◆ Data extracts:
┌──

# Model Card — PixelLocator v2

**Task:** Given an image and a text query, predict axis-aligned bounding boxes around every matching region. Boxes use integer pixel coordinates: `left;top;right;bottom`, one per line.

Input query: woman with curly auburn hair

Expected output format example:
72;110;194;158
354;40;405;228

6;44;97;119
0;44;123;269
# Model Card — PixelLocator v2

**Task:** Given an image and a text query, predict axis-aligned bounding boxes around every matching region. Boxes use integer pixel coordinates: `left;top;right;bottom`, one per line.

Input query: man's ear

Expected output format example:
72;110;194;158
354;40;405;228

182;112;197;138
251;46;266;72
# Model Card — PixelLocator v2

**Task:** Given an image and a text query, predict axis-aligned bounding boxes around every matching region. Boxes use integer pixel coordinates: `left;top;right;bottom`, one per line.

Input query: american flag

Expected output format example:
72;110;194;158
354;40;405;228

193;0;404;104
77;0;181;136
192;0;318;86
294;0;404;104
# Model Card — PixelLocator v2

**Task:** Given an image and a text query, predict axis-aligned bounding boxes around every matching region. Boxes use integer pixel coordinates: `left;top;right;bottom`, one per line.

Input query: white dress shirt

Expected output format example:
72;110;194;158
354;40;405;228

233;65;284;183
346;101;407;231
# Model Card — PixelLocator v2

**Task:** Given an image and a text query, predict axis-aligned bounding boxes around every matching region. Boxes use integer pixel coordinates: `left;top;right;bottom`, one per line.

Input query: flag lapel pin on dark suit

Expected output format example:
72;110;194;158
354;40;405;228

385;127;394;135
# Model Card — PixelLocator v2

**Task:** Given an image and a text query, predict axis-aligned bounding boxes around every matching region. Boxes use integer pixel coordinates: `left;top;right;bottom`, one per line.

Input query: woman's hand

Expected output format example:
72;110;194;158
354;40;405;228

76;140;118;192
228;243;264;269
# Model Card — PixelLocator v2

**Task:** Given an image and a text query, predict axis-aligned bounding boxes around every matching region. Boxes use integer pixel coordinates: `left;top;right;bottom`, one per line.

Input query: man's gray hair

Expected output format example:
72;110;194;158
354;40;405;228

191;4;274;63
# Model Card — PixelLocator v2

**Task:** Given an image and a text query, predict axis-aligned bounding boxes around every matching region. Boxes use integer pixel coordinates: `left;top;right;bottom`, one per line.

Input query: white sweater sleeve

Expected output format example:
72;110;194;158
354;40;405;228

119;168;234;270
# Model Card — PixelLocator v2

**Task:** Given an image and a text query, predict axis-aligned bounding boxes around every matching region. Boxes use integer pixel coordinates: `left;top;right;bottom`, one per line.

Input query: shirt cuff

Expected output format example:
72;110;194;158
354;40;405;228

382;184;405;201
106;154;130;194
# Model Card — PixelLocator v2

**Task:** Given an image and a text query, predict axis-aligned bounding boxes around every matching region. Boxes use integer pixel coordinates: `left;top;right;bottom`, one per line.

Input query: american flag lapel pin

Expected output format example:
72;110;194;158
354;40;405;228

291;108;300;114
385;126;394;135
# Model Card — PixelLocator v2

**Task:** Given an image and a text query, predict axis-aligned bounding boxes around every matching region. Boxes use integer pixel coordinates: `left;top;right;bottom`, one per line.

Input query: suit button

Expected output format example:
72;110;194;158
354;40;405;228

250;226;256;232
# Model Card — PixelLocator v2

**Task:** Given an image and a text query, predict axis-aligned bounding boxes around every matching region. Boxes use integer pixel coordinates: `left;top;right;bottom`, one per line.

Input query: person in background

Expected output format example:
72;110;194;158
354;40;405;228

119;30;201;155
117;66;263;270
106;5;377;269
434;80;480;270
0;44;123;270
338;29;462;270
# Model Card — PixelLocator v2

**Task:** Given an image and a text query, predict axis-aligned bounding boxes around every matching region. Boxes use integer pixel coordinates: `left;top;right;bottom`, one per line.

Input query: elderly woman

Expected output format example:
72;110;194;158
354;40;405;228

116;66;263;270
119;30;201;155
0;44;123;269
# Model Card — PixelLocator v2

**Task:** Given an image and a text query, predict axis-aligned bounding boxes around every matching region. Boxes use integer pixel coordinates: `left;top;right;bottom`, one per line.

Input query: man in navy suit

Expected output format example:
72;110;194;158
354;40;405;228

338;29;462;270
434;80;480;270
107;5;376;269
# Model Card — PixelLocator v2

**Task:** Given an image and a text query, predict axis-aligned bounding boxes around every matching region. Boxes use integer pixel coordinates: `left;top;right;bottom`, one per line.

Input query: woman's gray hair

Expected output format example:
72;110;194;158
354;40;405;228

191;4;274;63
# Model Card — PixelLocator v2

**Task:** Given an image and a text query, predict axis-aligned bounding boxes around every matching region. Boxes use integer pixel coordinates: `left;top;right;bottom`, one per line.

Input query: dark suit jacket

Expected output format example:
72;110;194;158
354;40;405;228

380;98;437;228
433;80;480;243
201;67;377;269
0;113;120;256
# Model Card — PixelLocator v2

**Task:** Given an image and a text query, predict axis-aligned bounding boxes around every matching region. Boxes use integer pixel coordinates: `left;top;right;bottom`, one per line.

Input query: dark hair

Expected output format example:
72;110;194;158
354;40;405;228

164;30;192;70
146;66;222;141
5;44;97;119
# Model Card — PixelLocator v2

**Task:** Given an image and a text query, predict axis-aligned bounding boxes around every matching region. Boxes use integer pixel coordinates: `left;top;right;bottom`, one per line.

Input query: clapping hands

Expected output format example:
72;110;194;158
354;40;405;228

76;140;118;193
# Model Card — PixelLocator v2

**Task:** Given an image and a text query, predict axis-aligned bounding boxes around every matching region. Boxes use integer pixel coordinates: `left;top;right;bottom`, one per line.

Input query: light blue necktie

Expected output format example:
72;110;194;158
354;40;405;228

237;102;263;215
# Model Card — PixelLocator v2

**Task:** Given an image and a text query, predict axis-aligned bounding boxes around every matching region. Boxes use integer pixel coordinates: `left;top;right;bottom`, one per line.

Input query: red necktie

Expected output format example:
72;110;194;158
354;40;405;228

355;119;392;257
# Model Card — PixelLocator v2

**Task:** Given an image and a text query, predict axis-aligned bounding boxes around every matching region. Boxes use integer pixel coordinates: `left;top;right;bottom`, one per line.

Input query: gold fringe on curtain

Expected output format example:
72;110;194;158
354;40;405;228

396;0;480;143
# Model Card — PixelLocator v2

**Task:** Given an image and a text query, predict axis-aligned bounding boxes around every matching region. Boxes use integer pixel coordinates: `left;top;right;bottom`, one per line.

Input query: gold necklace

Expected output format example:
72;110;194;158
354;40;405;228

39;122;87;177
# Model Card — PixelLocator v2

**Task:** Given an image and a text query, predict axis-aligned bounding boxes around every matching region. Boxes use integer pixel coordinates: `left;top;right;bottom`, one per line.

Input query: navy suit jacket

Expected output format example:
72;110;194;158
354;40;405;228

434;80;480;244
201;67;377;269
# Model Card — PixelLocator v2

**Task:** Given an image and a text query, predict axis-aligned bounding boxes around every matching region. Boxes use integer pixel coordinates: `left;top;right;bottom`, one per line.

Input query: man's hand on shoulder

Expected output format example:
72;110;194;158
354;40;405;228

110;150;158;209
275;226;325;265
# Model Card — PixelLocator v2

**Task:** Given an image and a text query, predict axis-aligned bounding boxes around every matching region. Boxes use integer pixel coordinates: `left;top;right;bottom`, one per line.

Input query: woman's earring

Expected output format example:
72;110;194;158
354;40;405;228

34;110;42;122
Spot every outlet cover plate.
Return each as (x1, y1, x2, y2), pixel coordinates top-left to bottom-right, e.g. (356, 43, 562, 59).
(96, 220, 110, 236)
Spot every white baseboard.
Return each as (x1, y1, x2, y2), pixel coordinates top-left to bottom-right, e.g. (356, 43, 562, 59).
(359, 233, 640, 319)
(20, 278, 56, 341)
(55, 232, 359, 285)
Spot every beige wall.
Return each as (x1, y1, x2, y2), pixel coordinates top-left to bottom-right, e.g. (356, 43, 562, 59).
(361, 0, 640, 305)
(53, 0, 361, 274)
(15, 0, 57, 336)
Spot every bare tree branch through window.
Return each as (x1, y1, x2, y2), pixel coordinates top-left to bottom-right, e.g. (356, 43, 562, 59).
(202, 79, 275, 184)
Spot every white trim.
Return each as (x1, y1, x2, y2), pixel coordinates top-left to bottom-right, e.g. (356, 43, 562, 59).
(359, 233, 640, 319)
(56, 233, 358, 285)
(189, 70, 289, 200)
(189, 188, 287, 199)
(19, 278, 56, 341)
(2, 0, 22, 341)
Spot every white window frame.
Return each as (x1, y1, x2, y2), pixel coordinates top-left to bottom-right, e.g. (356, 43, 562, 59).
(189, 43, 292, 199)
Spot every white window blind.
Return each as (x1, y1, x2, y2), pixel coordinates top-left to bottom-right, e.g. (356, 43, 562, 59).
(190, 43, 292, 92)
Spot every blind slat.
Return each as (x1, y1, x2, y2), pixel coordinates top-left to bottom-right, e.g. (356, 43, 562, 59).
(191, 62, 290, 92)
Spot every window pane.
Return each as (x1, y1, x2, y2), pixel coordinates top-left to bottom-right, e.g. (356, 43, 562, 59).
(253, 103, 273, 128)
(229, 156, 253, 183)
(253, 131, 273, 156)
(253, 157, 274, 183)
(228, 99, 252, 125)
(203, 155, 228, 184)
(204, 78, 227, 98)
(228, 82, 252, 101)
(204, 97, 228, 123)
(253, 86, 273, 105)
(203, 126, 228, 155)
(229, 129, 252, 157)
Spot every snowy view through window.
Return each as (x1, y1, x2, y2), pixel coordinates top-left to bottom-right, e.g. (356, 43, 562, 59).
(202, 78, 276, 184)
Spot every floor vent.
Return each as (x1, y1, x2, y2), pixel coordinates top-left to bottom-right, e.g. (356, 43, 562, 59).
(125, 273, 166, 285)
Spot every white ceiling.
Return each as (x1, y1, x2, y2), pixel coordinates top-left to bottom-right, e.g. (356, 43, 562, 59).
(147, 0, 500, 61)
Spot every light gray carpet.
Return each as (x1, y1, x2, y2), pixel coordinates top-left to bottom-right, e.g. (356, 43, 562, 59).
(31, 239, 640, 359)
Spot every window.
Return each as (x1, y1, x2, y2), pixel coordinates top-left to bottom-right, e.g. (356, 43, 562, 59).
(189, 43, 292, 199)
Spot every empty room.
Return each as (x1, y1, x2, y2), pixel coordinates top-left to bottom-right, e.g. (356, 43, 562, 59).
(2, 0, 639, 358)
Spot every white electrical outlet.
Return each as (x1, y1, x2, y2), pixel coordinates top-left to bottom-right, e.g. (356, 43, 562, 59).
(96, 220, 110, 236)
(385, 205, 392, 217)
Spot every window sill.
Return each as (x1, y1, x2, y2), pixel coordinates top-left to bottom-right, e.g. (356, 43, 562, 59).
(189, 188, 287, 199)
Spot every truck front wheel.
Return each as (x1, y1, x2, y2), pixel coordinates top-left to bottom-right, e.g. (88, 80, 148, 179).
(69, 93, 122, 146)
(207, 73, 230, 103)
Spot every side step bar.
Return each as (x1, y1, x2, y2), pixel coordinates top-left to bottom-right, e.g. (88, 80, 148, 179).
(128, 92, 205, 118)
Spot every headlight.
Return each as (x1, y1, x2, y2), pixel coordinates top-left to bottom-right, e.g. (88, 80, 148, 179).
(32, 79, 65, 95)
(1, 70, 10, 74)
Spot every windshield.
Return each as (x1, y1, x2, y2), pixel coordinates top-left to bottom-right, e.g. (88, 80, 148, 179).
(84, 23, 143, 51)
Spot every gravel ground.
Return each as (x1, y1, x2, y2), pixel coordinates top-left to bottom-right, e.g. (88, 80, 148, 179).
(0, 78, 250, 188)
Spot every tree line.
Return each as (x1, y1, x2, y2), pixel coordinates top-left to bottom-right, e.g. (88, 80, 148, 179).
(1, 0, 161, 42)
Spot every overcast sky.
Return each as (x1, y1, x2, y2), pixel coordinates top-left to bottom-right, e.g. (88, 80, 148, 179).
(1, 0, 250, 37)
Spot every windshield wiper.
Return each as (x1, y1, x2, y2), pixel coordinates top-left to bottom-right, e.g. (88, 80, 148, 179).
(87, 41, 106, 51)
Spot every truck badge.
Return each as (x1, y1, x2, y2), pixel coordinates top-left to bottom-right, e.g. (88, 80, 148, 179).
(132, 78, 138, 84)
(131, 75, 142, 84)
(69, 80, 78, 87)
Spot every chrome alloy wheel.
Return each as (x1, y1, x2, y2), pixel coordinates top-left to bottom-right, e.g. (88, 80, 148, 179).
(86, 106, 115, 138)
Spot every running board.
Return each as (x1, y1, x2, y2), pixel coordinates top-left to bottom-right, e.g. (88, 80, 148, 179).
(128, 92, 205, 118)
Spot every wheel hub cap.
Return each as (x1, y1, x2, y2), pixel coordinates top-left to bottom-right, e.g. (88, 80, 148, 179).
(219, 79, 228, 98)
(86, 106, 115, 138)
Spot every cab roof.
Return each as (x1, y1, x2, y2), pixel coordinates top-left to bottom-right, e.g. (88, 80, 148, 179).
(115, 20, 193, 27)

└──

◆ Instructions to follow: The answer must consist solely of the number of lines in the listing that include the string "gray".

◆ Your response: 3